### LISTED ENTRIES
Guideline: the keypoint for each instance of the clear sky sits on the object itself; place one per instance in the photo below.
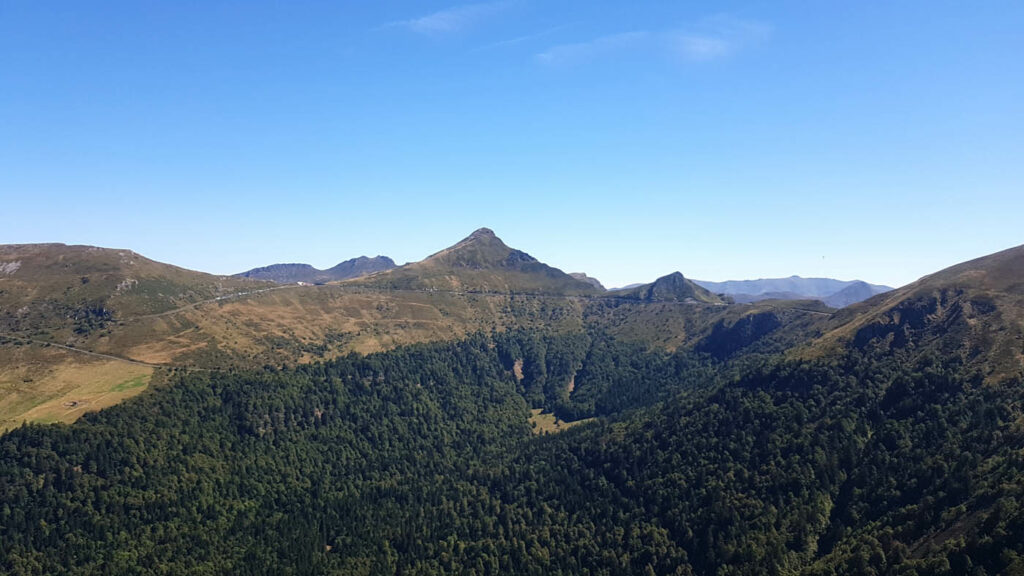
(880, 140)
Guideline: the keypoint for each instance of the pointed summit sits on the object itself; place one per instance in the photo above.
(481, 262)
(480, 250)
(674, 287)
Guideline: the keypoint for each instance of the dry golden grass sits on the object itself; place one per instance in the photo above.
(46, 384)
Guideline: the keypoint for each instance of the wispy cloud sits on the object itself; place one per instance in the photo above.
(711, 39)
(522, 39)
(451, 19)
(717, 37)
(581, 51)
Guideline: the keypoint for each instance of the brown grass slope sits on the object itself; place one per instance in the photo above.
(80, 288)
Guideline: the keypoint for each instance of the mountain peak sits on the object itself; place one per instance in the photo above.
(482, 233)
(673, 287)
(481, 261)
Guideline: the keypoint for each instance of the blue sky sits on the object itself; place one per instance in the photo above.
(880, 140)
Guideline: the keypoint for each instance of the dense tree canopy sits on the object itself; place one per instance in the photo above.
(421, 460)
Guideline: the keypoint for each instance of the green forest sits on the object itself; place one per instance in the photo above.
(422, 460)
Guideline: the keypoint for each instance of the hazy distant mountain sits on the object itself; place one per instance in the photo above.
(836, 293)
(856, 292)
(292, 273)
(481, 262)
(592, 281)
(673, 287)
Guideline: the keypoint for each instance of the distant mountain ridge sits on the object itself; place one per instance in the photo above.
(674, 287)
(836, 293)
(294, 273)
(480, 262)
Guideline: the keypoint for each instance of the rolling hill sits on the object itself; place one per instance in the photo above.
(774, 438)
(673, 287)
(836, 293)
(293, 273)
(973, 311)
(480, 262)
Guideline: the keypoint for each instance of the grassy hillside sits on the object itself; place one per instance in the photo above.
(973, 311)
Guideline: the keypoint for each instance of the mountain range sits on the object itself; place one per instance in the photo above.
(835, 293)
(480, 412)
(295, 273)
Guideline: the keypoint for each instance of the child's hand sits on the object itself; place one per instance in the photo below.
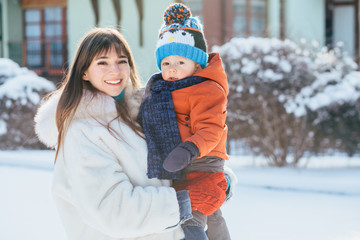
(181, 156)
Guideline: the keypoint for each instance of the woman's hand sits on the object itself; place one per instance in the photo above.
(206, 191)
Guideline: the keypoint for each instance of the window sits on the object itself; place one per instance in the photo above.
(250, 18)
(45, 39)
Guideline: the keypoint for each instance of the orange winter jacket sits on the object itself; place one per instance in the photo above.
(201, 110)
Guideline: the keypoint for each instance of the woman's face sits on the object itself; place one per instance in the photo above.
(109, 73)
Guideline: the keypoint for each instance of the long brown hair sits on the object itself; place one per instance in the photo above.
(95, 42)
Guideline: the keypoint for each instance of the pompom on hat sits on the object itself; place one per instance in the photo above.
(181, 34)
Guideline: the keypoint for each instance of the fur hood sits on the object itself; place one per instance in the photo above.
(100, 106)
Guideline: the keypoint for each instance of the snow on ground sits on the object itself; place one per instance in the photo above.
(321, 202)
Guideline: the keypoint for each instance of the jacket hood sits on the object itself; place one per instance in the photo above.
(100, 106)
(215, 71)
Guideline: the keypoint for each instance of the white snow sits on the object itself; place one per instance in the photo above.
(320, 202)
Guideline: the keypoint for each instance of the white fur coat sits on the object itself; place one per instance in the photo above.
(100, 185)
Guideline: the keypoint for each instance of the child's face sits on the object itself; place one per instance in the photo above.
(177, 67)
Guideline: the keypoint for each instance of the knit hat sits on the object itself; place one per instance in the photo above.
(181, 34)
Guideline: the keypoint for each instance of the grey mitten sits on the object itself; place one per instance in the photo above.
(181, 156)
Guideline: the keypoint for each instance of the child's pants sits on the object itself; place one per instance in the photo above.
(217, 229)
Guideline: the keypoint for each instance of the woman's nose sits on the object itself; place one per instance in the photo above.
(115, 68)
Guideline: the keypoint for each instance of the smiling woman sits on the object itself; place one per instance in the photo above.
(109, 72)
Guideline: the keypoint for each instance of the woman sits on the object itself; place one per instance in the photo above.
(100, 185)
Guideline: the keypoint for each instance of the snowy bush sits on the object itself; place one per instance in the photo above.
(331, 102)
(272, 84)
(20, 93)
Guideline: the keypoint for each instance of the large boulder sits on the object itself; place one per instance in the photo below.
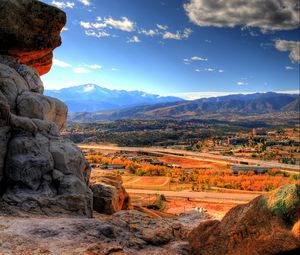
(40, 172)
(29, 31)
(109, 196)
(267, 225)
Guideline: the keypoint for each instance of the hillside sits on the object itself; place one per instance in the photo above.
(92, 98)
(232, 105)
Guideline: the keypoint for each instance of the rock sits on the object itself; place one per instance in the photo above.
(40, 34)
(266, 225)
(40, 172)
(101, 235)
(28, 159)
(37, 106)
(108, 193)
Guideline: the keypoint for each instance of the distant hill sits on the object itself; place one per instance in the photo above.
(232, 105)
(92, 98)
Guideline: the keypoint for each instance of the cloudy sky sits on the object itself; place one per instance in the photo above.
(189, 48)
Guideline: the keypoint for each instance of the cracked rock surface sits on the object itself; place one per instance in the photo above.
(40, 172)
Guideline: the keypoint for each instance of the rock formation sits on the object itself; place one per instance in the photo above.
(109, 196)
(39, 171)
(30, 32)
(267, 225)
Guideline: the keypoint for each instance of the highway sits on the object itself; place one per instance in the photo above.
(200, 156)
(215, 197)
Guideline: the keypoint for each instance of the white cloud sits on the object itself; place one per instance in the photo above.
(149, 32)
(89, 88)
(241, 83)
(80, 70)
(178, 35)
(85, 2)
(134, 39)
(289, 68)
(59, 63)
(196, 58)
(89, 25)
(290, 46)
(96, 34)
(169, 35)
(63, 5)
(123, 24)
(162, 27)
(95, 66)
(266, 15)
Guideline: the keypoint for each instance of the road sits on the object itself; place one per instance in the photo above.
(199, 155)
(215, 197)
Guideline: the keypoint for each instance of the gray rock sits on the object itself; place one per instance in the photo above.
(40, 172)
(37, 106)
(28, 159)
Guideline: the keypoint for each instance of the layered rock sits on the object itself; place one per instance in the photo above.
(29, 31)
(109, 196)
(39, 171)
(267, 225)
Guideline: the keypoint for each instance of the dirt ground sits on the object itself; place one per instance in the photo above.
(191, 163)
(216, 210)
(177, 206)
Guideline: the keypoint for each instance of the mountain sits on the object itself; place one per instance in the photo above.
(231, 105)
(91, 98)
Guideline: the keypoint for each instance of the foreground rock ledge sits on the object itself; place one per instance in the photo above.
(29, 31)
(267, 225)
(39, 171)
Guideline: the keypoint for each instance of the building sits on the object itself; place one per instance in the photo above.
(238, 141)
(113, 166)
(247, 168)
(259, 131)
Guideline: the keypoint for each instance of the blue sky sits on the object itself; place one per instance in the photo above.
(188, 48)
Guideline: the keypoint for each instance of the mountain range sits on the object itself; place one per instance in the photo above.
(92, 98)
(231, 105)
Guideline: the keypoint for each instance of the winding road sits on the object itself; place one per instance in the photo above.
(200, 156)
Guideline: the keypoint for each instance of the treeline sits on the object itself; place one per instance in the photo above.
(204, 179)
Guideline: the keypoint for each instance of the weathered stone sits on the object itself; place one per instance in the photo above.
(28, 159)
(265, 225)
(40, 172)
(108, 192)
(68, 159)
(30, 32)
(37, 106)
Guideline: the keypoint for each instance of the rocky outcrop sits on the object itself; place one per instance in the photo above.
(125, 232)
(39, 171)
(109, 196)
(30, 32)
(267, 225)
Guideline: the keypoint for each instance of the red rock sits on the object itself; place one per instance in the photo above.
(38, 20)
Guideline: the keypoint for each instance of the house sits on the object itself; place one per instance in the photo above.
(247, 168)
(238, 141)
(113, 166)
(259, 131)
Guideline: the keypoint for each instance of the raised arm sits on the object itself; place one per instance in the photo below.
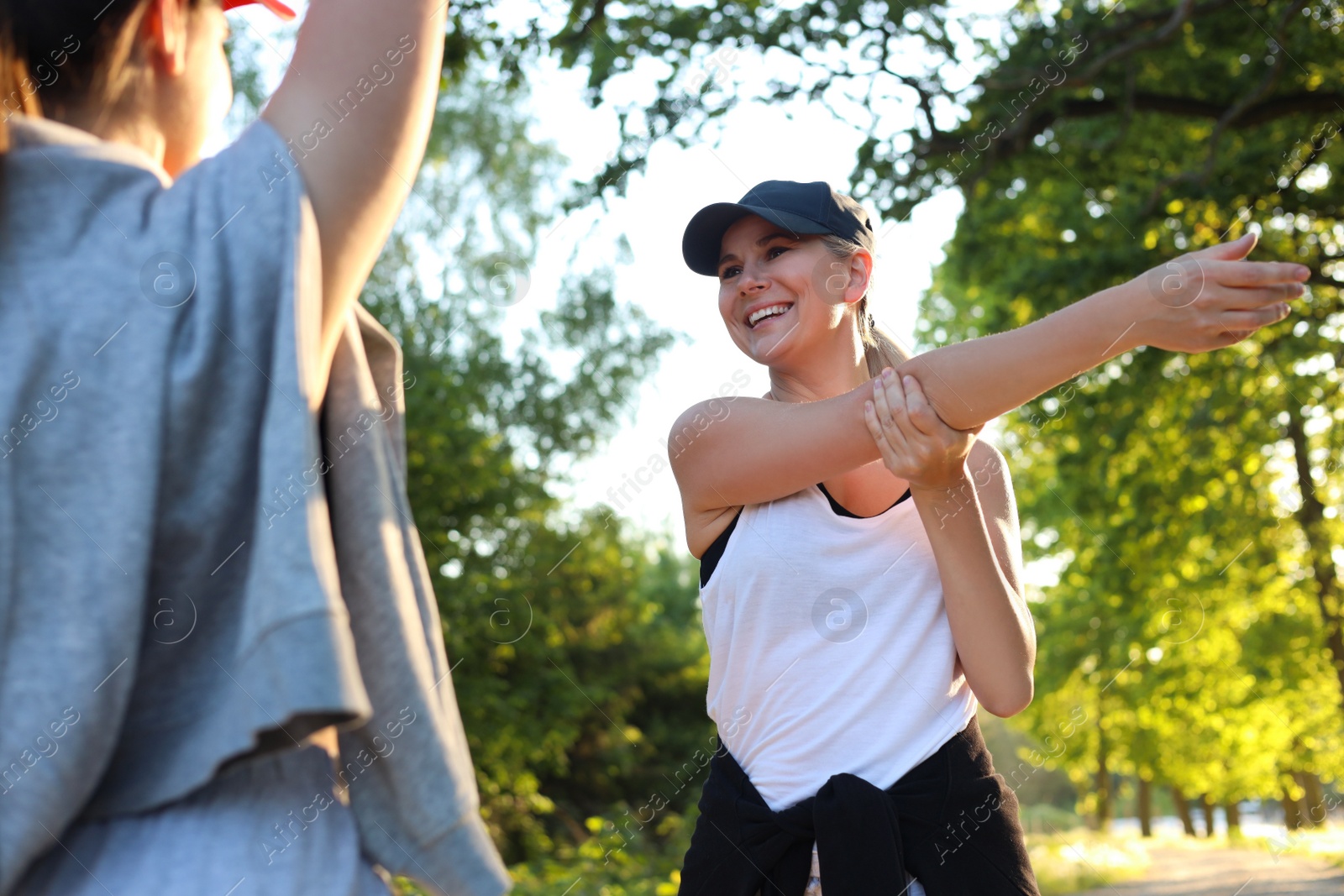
(356, 103)
(727, 453)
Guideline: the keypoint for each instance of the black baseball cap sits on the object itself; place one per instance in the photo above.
(800, 208)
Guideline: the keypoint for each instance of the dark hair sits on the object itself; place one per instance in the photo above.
(57, 56)
(879, 347)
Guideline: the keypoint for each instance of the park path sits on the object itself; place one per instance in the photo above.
(1230, 872)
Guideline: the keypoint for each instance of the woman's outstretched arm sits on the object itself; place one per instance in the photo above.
(732, 452)
(1194, 304)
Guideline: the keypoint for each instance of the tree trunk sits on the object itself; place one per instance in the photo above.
(1102, 782)
(1183, 810)
(1292, 813)
(1314, 802)
(1234, 819)
(1328, 593)
(1146, 806)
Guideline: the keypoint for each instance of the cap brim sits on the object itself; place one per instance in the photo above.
(275, 6)
(703, 238)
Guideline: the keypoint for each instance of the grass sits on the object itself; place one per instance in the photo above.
(1077, 860)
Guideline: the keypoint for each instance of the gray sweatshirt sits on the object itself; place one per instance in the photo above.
(194, 564)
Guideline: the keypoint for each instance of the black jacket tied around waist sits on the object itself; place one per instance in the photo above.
(951, 821)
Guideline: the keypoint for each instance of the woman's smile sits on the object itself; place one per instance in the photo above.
(764, 315)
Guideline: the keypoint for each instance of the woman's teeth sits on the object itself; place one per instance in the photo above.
(773, 311)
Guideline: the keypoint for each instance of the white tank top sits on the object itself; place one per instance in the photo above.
(830, 647)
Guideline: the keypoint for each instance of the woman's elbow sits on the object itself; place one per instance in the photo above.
(1005, 701)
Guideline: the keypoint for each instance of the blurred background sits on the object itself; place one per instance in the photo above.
(1180, 515)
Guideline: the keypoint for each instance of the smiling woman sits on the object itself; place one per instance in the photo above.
(860, 622)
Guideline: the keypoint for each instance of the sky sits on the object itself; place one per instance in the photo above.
(754, 143)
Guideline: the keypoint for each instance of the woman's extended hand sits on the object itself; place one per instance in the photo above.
(1213, 297)
(914, 443)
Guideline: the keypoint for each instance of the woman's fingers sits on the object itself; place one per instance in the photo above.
(1249, 322)
(870, 417)
(889, 407)
(1254, 273)
(1240, 248)
(1249, 298)
(922, 417)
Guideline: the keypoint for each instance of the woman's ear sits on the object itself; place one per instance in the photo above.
(860, 273)
(165, 33)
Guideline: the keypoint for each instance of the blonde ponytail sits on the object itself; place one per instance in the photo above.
(879, 348)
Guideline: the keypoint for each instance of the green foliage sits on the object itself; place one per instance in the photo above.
(580, 663)
(1198, 600)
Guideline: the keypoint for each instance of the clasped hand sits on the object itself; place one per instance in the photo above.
(914, 443)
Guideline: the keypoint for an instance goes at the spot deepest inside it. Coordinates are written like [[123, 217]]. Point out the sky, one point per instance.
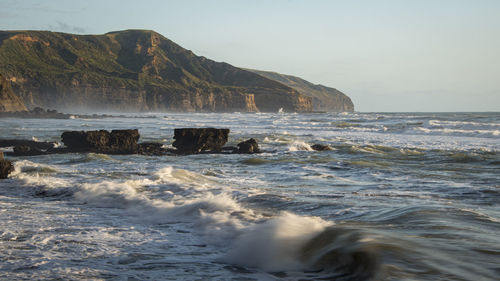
[[387, 55]]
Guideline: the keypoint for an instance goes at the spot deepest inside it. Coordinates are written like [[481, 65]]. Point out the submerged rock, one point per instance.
[[321, 147], [41, 145], [116, 142], [196, 140], [248, 146], [152, 148], [5, 167]]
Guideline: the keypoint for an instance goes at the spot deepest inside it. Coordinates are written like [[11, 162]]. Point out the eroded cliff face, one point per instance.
[[8, 100], [323, 98], [132, 70]]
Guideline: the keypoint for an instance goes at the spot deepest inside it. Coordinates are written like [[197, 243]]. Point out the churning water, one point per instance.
[[400, 197]]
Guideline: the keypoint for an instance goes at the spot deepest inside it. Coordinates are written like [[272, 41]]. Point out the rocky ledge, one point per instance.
[[187, 141]]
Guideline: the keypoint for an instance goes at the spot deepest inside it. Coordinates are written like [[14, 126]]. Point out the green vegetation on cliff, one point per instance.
[[132, 70], [9, 102], [323, 98]]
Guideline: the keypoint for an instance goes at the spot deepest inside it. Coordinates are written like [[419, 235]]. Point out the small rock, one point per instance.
[[321, 147], [196, 140], [248, 146], [151, 148], [26, 150], [5, 167], [102, 141]]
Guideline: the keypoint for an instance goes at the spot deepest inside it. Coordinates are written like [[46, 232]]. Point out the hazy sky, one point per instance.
[[387, 55]]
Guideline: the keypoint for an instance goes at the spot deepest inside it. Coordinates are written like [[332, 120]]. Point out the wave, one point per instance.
[[309, 244]]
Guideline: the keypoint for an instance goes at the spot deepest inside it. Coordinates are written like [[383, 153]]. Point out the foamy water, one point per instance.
[[400, 197]]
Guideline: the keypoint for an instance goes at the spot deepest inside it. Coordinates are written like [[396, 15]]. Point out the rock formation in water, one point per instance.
[[132, 70], [196, 140], [5, 167], [116, 142], [9, 102], [323, 98]]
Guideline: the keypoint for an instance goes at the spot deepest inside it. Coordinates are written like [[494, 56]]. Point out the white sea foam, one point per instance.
[[299, 146], [276, 244]]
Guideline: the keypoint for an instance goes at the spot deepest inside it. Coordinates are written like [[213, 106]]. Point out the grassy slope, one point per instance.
[[324, 98]]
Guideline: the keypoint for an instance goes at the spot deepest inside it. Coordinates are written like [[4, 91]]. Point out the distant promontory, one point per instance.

### ACTION ITEM
Which lines run from the one containing "in water, one point per instance." to the final line of the entries? Return those lines exactly, and only those.

### RESPONSE AREA
Guideline: the keypoint for an instance goes at the spot deepest inside it. Coordinates are written like [[396, 15]]. Point out the rock formation in water, one point per instance.
[[132, 70], [196, 140], [5, 167], [116, 142], [9, 102], [323, 98]]
Guideline: the keypoint for an instance goes at the spot deepest inside it. Coordinates are written like [[494, 56]]. Point out the white sea foam, one point per instance.
[[299, 146], [276, 244]]
Guideline: the keypoint for an instance goes at the spot deepest inside it. Coordinates are written like [[213, 106]]. Point out the grassy slope, one point per instance.
[[324, 98]]
Guideline: the keypoint for an instance goes at the spot deepest inside it. Coordinates are written like [[4, 91]]. Point out the distant promontory, one point per instance.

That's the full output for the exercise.